» Input data:
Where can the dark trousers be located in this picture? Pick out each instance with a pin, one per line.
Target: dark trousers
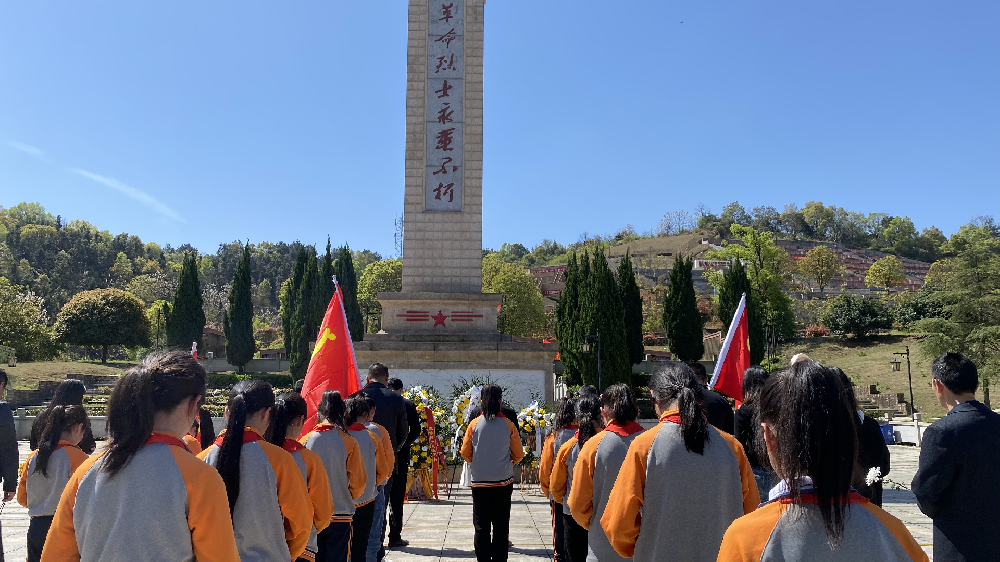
(38, 529)
(576, 539)
(558, 536)
(334, 543)
(491, 509)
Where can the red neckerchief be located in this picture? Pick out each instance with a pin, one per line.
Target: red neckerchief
(625, 430)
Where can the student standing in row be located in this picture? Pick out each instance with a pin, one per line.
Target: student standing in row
(272, 519)
(812, 514)
(598, 465)
(682, 483)
(183, 513)
(492, 446)
(48, 469)
(345, 470)
(588, 416)
(290, 412)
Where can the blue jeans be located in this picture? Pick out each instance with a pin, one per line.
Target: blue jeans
(375, 536)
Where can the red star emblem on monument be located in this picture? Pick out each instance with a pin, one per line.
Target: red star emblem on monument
(439, 319)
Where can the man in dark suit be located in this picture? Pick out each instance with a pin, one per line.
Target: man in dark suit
(390, 413)
(958, 480)
(720, 414)
(398, 491)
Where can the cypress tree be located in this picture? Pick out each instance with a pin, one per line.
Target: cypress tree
(628, 291)
(238, 320)
(348, 280)
(681, 320)
(186, 320)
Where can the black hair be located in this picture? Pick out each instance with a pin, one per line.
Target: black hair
(815, 428)
(588, 411)
(956, 372)
(565, 413)
(619, 403)
(159, 384)
(245, 399)
(332, 408)
(675, 381)
(490, 401)
(287, 407)
(60, 419)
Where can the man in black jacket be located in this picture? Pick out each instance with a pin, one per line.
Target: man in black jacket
(958, 480)
(398, 491)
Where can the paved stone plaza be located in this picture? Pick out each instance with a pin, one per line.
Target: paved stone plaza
(440, 531)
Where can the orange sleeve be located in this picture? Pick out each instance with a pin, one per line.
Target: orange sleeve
(60, 544)
(516, 449)
(293, 498)
(581, 497)
(560, 472)
(319, 489)
(545, 464)
(751, 498)
(746, 537)
(208, 509)
(898, 530)
(623, 514)
(357, 477)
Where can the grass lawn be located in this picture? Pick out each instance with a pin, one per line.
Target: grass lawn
(26, 375)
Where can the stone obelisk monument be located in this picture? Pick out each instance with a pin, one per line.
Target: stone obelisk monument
(442, 327)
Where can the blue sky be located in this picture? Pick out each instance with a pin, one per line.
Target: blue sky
(210, 122)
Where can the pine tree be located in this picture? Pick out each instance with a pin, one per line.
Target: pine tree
(186, 320)
(681, 320)
(628, 290)
(238, 320)
(348, 280)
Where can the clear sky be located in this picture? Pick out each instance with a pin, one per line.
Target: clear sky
(206, 122)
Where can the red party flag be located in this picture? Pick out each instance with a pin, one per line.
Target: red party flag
(734, 358)
(333, 365)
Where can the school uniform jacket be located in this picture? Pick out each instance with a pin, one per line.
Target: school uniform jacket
(693, 497)
(492, 447)
(774, 532)
(596, 470)
(273, 515)
(164, 506)
(40, 494)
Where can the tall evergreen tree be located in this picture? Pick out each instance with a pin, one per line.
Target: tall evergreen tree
(238, 320)
(734, 284)
(348, 280)
(186, 320)
(681, 320)
(628, 291)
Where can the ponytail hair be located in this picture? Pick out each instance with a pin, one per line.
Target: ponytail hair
(159, 384)
(289, 406)
(60, 419)
(674, 381)
(332, 409)
(245, 399)
(589, 418)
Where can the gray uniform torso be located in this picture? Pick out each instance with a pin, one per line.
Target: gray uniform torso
(258, 524)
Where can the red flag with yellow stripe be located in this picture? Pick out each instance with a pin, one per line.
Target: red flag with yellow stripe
(333, 365)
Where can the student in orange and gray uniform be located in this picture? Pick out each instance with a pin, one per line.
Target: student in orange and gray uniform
(812, 514)
(492, 446)
(682, 482)
(145, 496)
(290, 412)
(588, 416)
(359, 409)
(48, 469)
(597, 468)
(565, 428)
(345, 469)
(272, 514)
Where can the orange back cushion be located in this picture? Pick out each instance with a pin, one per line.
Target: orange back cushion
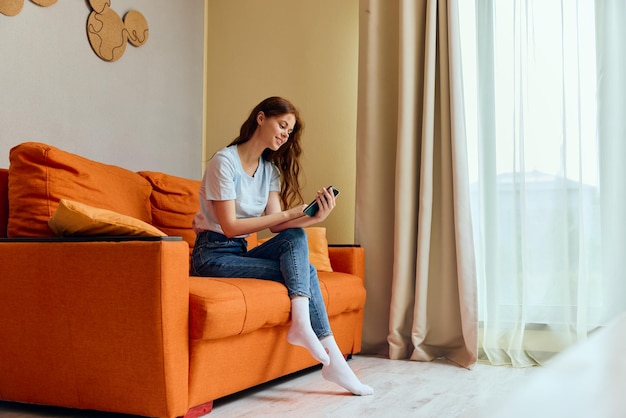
(4, 201)
(174, 203)
(41, 175)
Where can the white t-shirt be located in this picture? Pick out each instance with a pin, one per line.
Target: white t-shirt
(225, 179)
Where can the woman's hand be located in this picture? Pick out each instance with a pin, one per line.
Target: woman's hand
(296, 212)
(326, 201)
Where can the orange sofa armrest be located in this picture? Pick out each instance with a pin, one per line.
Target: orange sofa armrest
(96, 325)
(347, 259)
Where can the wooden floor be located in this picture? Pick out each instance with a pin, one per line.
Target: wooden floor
(402, 389)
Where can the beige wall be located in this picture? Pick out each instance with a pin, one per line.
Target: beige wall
(306, 52)
(143, 112)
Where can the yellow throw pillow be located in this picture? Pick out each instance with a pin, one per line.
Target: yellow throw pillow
(74, 218)
(318, 248)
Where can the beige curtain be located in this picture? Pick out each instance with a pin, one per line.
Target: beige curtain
(413, 213)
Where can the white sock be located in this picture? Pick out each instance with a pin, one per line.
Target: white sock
(339, 372)
(301, 333)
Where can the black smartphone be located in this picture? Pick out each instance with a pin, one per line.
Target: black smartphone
(313, 207)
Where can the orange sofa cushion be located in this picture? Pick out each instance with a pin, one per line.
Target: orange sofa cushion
(41, 175)
(224, 307)
(174, 204)
(4, 201)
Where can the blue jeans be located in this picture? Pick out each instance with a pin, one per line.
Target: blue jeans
(284, 259)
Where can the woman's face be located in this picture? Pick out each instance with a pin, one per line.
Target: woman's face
(275, 130)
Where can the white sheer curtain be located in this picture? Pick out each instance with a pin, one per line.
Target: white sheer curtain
(544, 105)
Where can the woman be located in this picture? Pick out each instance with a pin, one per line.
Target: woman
(245, 187)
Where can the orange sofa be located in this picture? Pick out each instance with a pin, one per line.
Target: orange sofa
(116, 323)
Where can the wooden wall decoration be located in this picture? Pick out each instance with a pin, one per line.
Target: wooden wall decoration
(106, 31)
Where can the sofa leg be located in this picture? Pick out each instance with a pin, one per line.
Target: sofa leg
(200, 410)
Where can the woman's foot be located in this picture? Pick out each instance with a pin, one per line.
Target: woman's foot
(340, 373)
(301, 333)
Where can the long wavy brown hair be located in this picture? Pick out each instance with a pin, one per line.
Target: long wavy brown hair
(287, 158)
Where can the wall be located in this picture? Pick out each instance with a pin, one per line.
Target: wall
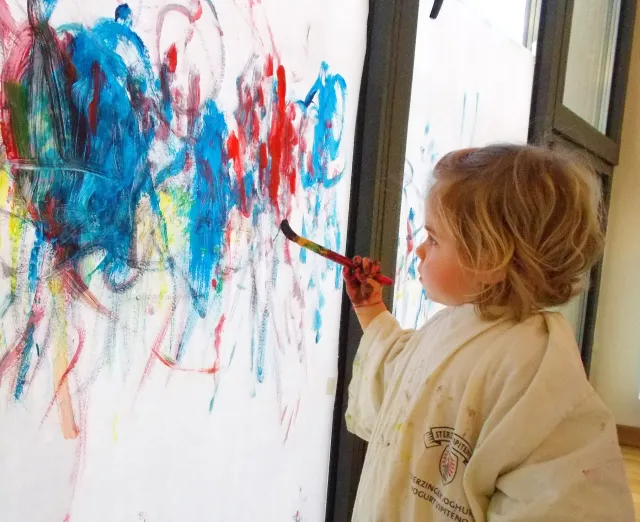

» How to complete this task:
Exclude the images and reproduce the remaining data exactly.

» Response for this exercise:
Where can the dark trousers be located in this picture? Pick out each instance with a pin, one per line.
Target: dark trousers
(38, 529)
(576, 539)
(558, 536)
(334, 543)
(491, 509)
Where can the red neckerchief be located in this picture? Pick out each instance with a pin, one per line.
Target: red neckerchief
(625, 430)
Where can the student standing in row be located in this picture? Pick out each instance with a pin, one per line.
Target: student standing in row
(272, 519)
(812, 514)
(598, 465)
(682, 483)
(183, 513)
(492, 446)
(48, 469)
(345, 470)
(588, 416)
(290, 412)
Where can the blue jeans be located in this picture? Pick out each instance with a pin, one per line.
Target: blue jeans
(375, 536)
Where can the red star emblem on monument be located in this picture? Pick out each instance with a pin, one per line.
Target: red star emblem on monument
(439, 319)
Where can the man in dark suit be located in this picture? Pick out each instance with a pin, one per line.
Target: man in dark suit
(390, 413)
(958, 480)
(720, 414)
(398, 491)
Where can the cypress tree be located in this picture? Pick out each instance with a pin, one per line.
Target: cypress tree
(628, 291)
(238, 320)
(348, 280)
(681, 320)
(186, 320)
Where can the black hair be located in this picture? Pick out each instance with a pin, one per line.
Target: black hair
(815, 428)
(588, 411)
(956, 372)
(565, 413)
(619, 403)
(159, 384)
(245, 399)
(332, 408)
(675, 381)
(490, 401)
(287, 407)
(60, 419)
Where can the man in black jacket be located in this picture? Pick out each instance with a pin, one per line.
Target: man in black jacket
(958, 480)
(398, 491)
Where can the paved stone plaza be located in this picture? Pick out each instance with a pin, one per line.
Target: paved stone plaza
(440, 531)
Where can the orange sleeve be located in this picture? Pick out each instance with a pin, one per line.
Target: orange sleeve
(60, 544)
(516, 449)
(293, 498)
(581, 497)
(560, 472)
(319, 489)
(545, 464)
(751, 498)
(746, 537)
(208, 509)
(898, 530)
(623, 514)
(357, 477)
Where can the grass lawn be located in this picture? Pick out each instance with a pin, one per line.
Target: grass lawn
(26, 375)
Where can the stone obelisk monument be located in this picture? Pick out each instance with a pin, one per line.
Target: stone obelisk monument
(442, 327)
Where can the blue sky be located in this picture? Pick out each instance with a pin, one per line.
Target: blue sky
(210, 122)
Where can the pine tree be located in this picture? Pick out each instance with a pin, one per line.
Target: pine tree
(186, 320)
(681, 320)
(628, 290)
(238, 320)
(348, 280)
Where can the clear sky be located in this picture? Pick out each instance with a pin, one per line.
Target: clear sky
(206, 122)
Where can the red party flag be located in this picture? Pick out each instance with a pin, one per line.
Target: red party flag
(734, 358)
(333, 365)
Where can the school uniform jacket be located in this picture? Pick out each instance with a pin, one per line.
Target: school uniform jacket
(693, 497)
(492, 447)
(774, 532)
(596, 470)
(273, 515)
(164, 506)
(40, 494)
Where can the tall evergreen tree be located in this picture? Pick out each instance with a pin, one per line.
Target: tall evergreen tree
(238, 320)
(734, 284)
(348, 280)
(186, 320)
(681, 320)
(628, 291)
Where can the ponytail hair be located in this picture? Pick out each instance with a pin, one per line.
Target: ponytail hair
(159, 384)
(289, 406)
(60, 419)
(674, 381)
(332, 409)
(245, 399)
(589, 418)
Where can the gray uniform torso be located in this picture? Pick out each instance with a pin, one per line.
Target: gray uniform torso
(258, 524)
Where can the red flag with yellow stripe be located in this picture? Pick out each instance with a pin, one per line.
Target: red flag with yellow stripe
(333, 365)
Where can the student in orange and gray uniform be located in this picture? Pick out each instance with a pin, one per line.
Target: student in orange and gray uniform
(812, 514)
(492, 446)
(682, 482)
(145, 496)
(290, 412)
(588, 416)
(359, 409)
(48, 469)
(597, 468)
(565, 428)
(345, 469)
(272, 514)
Where can the orange back cushion be located in this picture? Pick out each instance with a pin, one per line.
Target: orange back cushion
(4, 201)
(174, 203)
(41, 175)
Where can the white t-shirt be located in this picture? Pick out each instance with a pin, one per line.
Target: white t-shirt
(225, 179)
Where can the woman's hand be located in this picture? Pick out each instance with a pin, one per line.
Target: woman's hand
(296, 212)
(326, 201)
Where can the orange sofa armrest be located in this picture? Pick out each instance with a pin, one per line.
Target: orange sofa armrest
(96, 325)
(347, 259)
Where can the wooden floor be located in this picture? Pick out each instance with a pin, one per line.
Target: wooden floor
(402, 389)
Where can the beige wall be located in this picture? Pick out each instance with a pin, one per line.
Target: beige wall
(306, 52)
(143, 112)
Where can the yellow throw pillow be located in this picture? Pick out each instance with a pin, one per line.
Target: yellow throw pillow
(74, 218)
(318, 248)
Where can the beige curtain be located in this picture? Pick out each instance with a pin, one per line.
Target: beige curtain
(413, 213)
Where can the white sock be located in this picture? Pick out each instance with a pin, one per line.
Target: white sock
(339, 372)
(301, 333)
Where can the black smartphone be located in this picture? Pick out each instance with a pin, one per line.
Target: black smartphone
(313, 207)
Where can the orange sofa cushion be located in this picture? Pick out each instance with a pin, one per line.
Target: orange sofa cushion
(41, 175)
(224, 307)
(174, 204)
(4, 201)
Where can the blue jeans be located in this picture? Pick out each instance with a pin, one per line.
Target: blue jeans
(284, 259)
Where can the woman's face be located in this picture? Pick out each instance with a pin, one per line.
Target: woman's face
(275, 130)
Where can the white sheer curtain be located in this picture? Pick out each instance with a pin, one per line.
Target: white sheer curtain
(544, 105)
Where can the woman be located in this picture? Pick out each instance with a pin, one per line.
Target: woman
(245, 187)
Where can the orange sofa be located in this picture? Pick out each instance with a pin, one per line.
Target: orange sofa
(116, 323)
Where can the wooden wall decoration be located in this picture? Pick out each instance with a pin, one per line.
Target: wooden wall decoration
(106, 31)
Where can the sofa leg be located in this picture? Pick out each instance with a pin, one per line.
Target: sofa leg
(200, 410)
Where can the woman's foot be located in this picture? Pick out each instance with a pin, one per line.
Target: woman's foot
(340, 373)
(301, 333)
Where can the long wavy brown hair be located in this picture? Pick out each instance with a pin, one per line.
Target: long wavy brown hair
(287, 158)
Where can the wall be located in this picture? Pick out each instance with a pin, one per line.
Target: wall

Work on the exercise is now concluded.